▶ [WORK TO BE COMPLETED]: Without the pictures, can you quote each line below exactly?

▶ [DATA]:
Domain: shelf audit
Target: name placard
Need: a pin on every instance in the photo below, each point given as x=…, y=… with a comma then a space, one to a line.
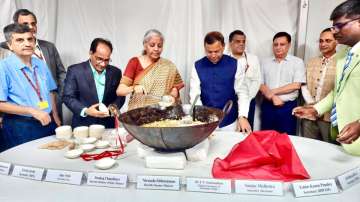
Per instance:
x=28, y=172
x=158, y=182
x=208, y=185
x=316, y=187
x=259, y=187
x=349, y=178
x=107, y=180
x=5, y=168
x=64, y=176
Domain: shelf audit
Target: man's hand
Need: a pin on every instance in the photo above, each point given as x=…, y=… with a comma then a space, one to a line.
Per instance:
x=305, y=112
x=140, y=89
x=41, y=116
x=277, y=101
x=56, y=119
x=92, y=111
x=349, y=133
x=243, y=125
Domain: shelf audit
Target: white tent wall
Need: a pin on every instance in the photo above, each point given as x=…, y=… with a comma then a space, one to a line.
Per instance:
x=72, y=24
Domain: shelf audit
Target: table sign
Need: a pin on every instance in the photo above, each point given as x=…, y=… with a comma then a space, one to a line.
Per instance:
x=158, y=182
x=5, y=168
x=259, y=187
x=208, y=185
x=107, y=180
x=28, y=172
x=349, y=178
x=64, y=176
x=315, y=187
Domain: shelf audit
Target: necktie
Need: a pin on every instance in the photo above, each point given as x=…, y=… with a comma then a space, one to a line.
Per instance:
x=333, y=117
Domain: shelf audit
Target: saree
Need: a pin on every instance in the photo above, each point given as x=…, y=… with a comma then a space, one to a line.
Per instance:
x=158, y=79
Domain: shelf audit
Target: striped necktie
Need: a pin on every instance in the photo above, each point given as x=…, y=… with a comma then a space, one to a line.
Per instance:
x=333, y=117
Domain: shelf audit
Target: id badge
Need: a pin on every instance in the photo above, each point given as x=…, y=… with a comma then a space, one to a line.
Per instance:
x=43, y=105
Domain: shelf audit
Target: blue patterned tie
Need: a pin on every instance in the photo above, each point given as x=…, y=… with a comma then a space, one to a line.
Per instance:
x=333, y=117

▶ [SOLUTION TO THIS PROBLEM]:
Domain: shelf audit
Target: name placard
Need: a pin on every instance in the photo below, each point given as x=…, y=… with a comma then a space, one to a line.
Per instance:
x=28, y=172
x=158, y=182
x=208, y=185
x=316, y=187
x=259, y=187
x=349, y=178
x=107, y=180
x=5, y=168
x=64, y=176
Domain: shelf audit
Target: man's hand
Need: a pin on every instance in the photo above, each point given as x=…, y=… with a comma then a space, one to a line.
Per instance:
x=305, y=112
x=140, y=89
x=41, y=116
x=277, y=101
x=56, y=119
x=92, y=111
x=349, y=133
x=243, y=125
Domain: shelf audit
Target: white tent wall
Need: a pin on every instance in the photo above, each point given as x=…, y=… with a comma then a space, one to a line.
Per instance:
x=72, y=24
Domain: shelf audit
Target: table sign
Need: a pin on every instance in the photo above, each point given as x=…, y=… with a comma then a space, one to a line.
Per instance:
x=158, y=182
x=5, y=168
x=259, y=187
x=208, y=185
x=107, y=180
x=28, y=172
x=349, y=178
x=64, y=176
x=315, y=187
Domain: shelf audit
Target: necktie
Need: a pin on every instance in the photo above, each point given as x=…, y=… with a comma then a space, one to a line.
Per instance:
x=333, y=117
Domain: shelf audit
Target: saree
Need: a pin on every instance in the photo above, each point given as x=…, y=… with a comma then a space, one to a line.
Per instance:
x=158, y=79
Domain: shelf audit
Target: striped necktie
Need: a pin on every instance in the photo above, each point given as x=…, y=… with a comma then a space, one to a line.
Per instance:
x=333, y=117
Domain: shelf audit
Target: id badge
Need: a pin on every instance in the photo above, each point given as x=…, y=… with a comma then a space, one to a line.
Per instance:
x=43, y=105
Domain: shelf audit
Target: blue patterned tie
Need: a pin on every instance in the photo above, each point given as x=…, y=… with a comma then a space, one to a line.
Per instance:
x=333, y=117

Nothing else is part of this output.